RECORDS SUPPLIED:
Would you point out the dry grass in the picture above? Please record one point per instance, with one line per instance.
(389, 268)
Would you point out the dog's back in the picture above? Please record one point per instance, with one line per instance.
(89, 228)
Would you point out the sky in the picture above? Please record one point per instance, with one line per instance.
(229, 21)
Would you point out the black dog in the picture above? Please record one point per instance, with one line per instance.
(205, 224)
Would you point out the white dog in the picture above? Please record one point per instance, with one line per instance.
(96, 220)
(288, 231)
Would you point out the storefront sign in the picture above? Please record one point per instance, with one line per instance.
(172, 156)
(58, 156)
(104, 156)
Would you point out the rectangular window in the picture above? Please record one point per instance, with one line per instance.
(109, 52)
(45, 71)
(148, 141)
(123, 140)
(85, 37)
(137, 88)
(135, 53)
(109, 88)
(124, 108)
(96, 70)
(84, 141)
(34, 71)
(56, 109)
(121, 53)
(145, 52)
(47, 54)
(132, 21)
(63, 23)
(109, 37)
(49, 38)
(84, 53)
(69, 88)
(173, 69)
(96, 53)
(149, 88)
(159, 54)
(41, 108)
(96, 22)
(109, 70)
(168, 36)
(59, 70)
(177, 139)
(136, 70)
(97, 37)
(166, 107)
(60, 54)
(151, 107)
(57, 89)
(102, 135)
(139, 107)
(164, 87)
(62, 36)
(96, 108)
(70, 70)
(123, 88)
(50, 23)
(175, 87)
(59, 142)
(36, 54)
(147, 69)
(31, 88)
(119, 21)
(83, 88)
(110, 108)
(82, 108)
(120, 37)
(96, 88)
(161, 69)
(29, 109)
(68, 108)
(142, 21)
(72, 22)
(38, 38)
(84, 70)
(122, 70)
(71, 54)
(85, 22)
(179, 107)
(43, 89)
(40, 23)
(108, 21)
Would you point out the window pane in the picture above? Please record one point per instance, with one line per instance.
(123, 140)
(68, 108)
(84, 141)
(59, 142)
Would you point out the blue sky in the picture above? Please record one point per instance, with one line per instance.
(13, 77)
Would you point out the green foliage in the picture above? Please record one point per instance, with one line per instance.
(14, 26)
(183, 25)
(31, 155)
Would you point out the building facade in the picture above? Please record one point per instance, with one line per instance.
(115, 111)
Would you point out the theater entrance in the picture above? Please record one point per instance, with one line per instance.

TASK DESCRIPTION: Copy all of the material above word for word, keeping every line as it stands.

WRITTEN REPLY:
Would you point out the dry grass in the picture above? Please record one point per instance, with one line per instance.
(389, 268)
Would you point out the dog's back in the picture above? Please record one point per instance, with one line per instance.
(89, 228)
Would you point out the sky in the picture above? Please record one point per instance, with one line per instance.
(229, 21)
Would you point out the black dog in the picture above? Please record one point per instance, with one line per instance.
(205, 224)
Would you point out the white dog in the picture above? Please record one point per instance, with one line per instance.
(96, 220)
(288, 231)
Would you point out the storefront sign in the picture above? Please record one point per instance, with one line per instance.
(172, 156)
(58, 156)
(104, 156)
Would you point out the rectangular window in the picture above? Please record one point per instance, with one line per instance.
(109, 52)
(45, 71)
(148, 141)
(123, 140)
(85, 37)
(137, 88)
(135, 53)
(109, 88)
(124, 108)
(96, 70)
(84, 141)
(34, 71)
(56, 109)
(121, 53)
(145, 52)
(47, 54)
(132, 21)
(63, 23)
(109, 37)
(49, 38)
(84, 53)
(69, 88)
(173, 69)
(96, 53)
(149, 88)
(159, 54)
(41, 108)
(96, 22)
(109, 70)
(168, 36)
(59, 70)
(177, 139)
(136, 70)
(97, 37)
(166, 107)
(60, 54)
(151, 107)
(57, 89)
(102, 135)
(139, 107)
(164, 87)
(62, 36)
(96, 108)
(70, 70)
(123, 88)
(50, 23)
(175, 87)
(59, 142)
(36, 54)
(147, 69)
(31, 88)
(119, 21)
(83, 88)
(110, 108)
(82, 108)
(120, 37)
(96, 88)
(161, 69)
(29, 109)
(68, 108)
(142, 21)
(72, 22)
(38, 38)
(84, 70)
(122, 70)
(71, 54)
(85, 22)
(179, 107)
(43, 89)
(40, 23)
(108, 21)
Would you point out the window pane in the picture above? Please record one point per instance, with one line per instance.
(123, 140)
(68, 108)
(84, 141)
(59, 142)
Would you point out the blue sky in the picture above? Please record one point per instance, with one line per instance.
(13, 77)
Would you point out the green foliage in the picture above? Please record one point per instance, with one line per instance.
(14, 26)
(183, 25)
(31, 155)
Would you point out the building facade in the picture above? Please record one point per instance, with one line per instance.
(115, 111)
Would you point out the theater entrance in the picture above? Please record one point per instance, with one line per instance.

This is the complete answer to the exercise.